WHAT YOU HAVE TO DO => In the material below, quote verbatim every line from the line containing "For sports analytics purposes, locate the woman with" through the line containing "[47,230,80,248]", both of those lines included.

STORED DATA =>
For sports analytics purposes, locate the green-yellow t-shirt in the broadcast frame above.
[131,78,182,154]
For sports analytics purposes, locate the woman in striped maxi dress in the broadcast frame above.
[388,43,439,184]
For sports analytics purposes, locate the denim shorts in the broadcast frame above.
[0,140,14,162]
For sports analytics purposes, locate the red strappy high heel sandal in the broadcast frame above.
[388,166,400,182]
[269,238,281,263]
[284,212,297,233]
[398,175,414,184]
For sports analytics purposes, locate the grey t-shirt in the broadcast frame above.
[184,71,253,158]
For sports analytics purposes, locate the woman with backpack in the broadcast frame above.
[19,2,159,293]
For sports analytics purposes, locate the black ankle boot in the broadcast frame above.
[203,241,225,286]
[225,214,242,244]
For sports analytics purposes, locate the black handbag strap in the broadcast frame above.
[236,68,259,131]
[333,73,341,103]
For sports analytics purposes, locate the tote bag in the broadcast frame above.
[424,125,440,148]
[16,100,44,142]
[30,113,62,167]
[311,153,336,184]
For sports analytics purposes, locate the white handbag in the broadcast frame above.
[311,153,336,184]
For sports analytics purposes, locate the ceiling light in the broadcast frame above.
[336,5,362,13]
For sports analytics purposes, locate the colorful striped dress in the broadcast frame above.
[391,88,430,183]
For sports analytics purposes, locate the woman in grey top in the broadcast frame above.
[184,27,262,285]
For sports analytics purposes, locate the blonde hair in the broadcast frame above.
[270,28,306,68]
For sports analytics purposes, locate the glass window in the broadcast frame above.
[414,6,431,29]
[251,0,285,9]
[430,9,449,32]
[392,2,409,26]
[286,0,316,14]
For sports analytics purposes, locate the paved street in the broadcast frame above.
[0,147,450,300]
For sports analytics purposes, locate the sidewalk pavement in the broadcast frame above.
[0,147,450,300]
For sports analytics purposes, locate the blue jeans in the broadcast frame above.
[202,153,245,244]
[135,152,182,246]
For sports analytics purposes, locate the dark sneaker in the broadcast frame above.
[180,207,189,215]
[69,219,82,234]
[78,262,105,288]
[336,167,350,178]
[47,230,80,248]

* * *

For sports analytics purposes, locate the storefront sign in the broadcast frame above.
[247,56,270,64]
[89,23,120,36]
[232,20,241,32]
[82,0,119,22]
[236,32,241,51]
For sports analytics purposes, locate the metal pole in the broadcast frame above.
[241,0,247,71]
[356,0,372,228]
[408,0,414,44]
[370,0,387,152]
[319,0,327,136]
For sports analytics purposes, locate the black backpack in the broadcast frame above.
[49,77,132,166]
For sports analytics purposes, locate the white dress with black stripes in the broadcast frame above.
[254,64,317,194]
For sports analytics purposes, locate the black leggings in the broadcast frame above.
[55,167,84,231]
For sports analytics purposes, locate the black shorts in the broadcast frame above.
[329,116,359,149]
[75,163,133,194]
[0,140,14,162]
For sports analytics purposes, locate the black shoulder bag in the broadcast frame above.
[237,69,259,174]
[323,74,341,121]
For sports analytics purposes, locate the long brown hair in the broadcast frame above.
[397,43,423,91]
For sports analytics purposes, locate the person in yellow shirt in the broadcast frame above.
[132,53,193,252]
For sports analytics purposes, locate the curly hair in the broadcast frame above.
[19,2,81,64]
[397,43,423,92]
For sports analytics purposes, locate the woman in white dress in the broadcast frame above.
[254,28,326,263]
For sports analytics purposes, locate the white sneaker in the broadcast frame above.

TASK RESULT =>
For sports analytics purposes, locate the woman with backpack in the broadcast frame above.
[19,2,159,293]
For sports analytics purposes, locate the black ankle boot in the broadcast frame above.
[203,241,225,286]
[225,214,242,244]
For sports analytics purposes, locate the black handbag strap in the broadcast frame above.
[236,68,259,131]
[333,73,341,103]
For sports analytics purposes, locate the tote bag in the broadcast frame above.
[424,125,440,148]
[16,100,44,142]
[30,113,62,167]
[311,153,336,184]
For sports analytics purposes, locate the white handbag in the broadcast frame above.
[311,153,336,184]
For sports analytics purposes, locate the ceiling light in the broadcast frame above.
[336,5,362,13]
For sports analytics purposes, locate the colorful striped dress in the broadcast frame above.
[391,88,430,183]
For sports analytics purposes, locate the woman in grey top in the broadcast frame above.
[184,27,262,285]
For sports analytics purposes, locate the blonde hair in the broadcast frame above.
[270,28,306,68]
For sports analytics purposes, locate the glass window in the broadcast frame above.
[414,6,431,29]
[251,0,285,9]
[430,9,449,32]
[392,2,409,26]
[286,0,316,14]
For sports analytics purposes, locate the paved street in the broadcast frame above.
[0,147,450,300]
For sports analytics purposes, locate the sidewalk pavement in the broadcast frame above.
[0,147,450,300]
For sports analytics purposes, locate the blue jeans in the broadcast frame above.
[202,153,245,244]
[135,152,182,246]
For sports analytics purposes, locate the dark sneaker in the broadcast frame above.
[180,207,189,215]
[69,219,82,234]
[78,262,105,288]
[336,167,350,178]
[47,230,80,248]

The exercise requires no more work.